**Source extract:**
Tracking Early and Middle Holocene Human Diet and Mobility in the Maya Lowlands

with Keith Prufer, Ph.D.

Ongoing research at rockshelter sites in the Maya Mountains of Belize is changing how we view the early foragers and farmers in the neotropics. Humans utilized these sites before 12,500 Cal. BP subsisting on hunting, freshwater resources, and C3 plants. The earliest burials descended from Native Americans who migrated southward from the Western U.S. into Central and South America before 10,000 Cal. BP. These founding lineages formed distinctive communities across the neotropics by 7,000 Cal. BP as they began intensifying food production. Our study indicates maize was a minor, but notable, part of the diet prior to 4,700 Cal. BP, but rapidly became a staple in less than 700 years. We hypothesize that productive varieties of maize were introduced into the Maya Lowlands in concert with a previously unknown migration from the Isthmo-Colombian region between 6,000-5,000 Cal BP. In addition, this project has developed strong collaborative ties with local descendant communities in Belize though collaborations with a conservation NGO and regular open consultations.

Keith Prufer and tree
Keith Prufer (Professor of Anthropology)

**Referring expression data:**

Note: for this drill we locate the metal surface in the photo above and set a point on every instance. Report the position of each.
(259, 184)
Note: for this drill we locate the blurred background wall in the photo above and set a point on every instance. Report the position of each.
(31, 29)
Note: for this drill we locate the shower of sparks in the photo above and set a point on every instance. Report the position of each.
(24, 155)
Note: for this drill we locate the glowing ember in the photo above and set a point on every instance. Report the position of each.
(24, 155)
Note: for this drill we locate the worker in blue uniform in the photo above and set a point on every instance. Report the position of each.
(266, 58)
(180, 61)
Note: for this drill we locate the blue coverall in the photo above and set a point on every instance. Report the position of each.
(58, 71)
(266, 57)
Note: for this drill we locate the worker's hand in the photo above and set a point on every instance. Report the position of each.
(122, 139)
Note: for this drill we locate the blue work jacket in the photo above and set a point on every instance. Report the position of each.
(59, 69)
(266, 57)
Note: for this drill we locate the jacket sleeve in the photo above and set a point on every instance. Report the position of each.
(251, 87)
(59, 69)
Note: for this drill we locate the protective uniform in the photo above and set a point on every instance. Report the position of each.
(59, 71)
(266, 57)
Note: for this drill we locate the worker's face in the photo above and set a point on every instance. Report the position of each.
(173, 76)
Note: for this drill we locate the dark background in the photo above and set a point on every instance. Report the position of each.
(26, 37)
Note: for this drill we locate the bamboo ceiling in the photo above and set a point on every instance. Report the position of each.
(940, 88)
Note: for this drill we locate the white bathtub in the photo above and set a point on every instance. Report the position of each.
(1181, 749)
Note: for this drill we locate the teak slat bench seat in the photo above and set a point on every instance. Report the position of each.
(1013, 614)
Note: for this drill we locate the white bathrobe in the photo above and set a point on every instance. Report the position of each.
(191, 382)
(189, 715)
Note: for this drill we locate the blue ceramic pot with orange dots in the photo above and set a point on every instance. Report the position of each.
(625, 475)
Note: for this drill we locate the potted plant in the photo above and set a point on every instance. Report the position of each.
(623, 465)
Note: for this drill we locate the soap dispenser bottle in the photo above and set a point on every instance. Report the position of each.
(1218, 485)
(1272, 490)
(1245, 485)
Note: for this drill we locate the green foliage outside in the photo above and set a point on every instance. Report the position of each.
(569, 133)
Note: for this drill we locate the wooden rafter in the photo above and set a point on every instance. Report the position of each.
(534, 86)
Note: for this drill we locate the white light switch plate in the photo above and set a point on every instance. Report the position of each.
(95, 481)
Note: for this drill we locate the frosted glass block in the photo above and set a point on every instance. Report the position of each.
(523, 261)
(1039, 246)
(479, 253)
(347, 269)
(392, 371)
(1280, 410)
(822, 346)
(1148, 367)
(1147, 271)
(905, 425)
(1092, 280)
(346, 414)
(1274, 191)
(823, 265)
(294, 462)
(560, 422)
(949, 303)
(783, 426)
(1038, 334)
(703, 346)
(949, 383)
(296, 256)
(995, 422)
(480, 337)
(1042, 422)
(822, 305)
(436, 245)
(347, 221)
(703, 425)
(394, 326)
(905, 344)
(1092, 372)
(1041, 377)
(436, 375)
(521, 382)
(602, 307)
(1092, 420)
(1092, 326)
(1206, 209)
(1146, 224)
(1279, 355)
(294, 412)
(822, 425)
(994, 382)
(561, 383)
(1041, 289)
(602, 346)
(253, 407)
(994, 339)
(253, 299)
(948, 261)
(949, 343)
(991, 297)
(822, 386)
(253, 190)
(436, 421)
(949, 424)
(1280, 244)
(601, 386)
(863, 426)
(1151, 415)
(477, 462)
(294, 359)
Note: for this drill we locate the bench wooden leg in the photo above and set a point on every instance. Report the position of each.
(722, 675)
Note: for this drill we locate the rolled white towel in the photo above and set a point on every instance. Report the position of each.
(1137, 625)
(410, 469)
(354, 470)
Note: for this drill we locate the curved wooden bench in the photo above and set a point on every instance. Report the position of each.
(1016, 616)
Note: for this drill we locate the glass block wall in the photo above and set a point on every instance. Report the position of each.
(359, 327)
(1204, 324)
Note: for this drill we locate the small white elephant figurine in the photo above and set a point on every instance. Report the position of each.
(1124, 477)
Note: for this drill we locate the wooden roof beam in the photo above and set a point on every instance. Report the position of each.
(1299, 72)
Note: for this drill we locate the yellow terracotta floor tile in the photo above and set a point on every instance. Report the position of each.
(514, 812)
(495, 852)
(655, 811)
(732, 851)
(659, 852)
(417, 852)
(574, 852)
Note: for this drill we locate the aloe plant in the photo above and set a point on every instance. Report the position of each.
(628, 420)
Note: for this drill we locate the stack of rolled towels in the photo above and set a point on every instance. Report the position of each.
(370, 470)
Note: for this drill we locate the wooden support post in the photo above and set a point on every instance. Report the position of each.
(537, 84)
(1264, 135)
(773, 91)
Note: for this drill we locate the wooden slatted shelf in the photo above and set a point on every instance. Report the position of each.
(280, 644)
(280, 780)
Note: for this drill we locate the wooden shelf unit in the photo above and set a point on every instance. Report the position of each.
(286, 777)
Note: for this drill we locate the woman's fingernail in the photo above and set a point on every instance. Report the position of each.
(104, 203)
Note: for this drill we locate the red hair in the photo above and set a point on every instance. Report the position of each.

**Work task:**
Render this sentence from the Maya Lowlands research summary in Spanish: "Humans utilized these sites before 12,500 Cal. BP subsisting on hunting, freshwater resources, and C3 plants."

**Expected output:**
Los seres humanos utilizaron estos sitios antes de 12 500 Cal. BP, subsistiendo de la caza, los recursos de agua dulce y las plantas C3.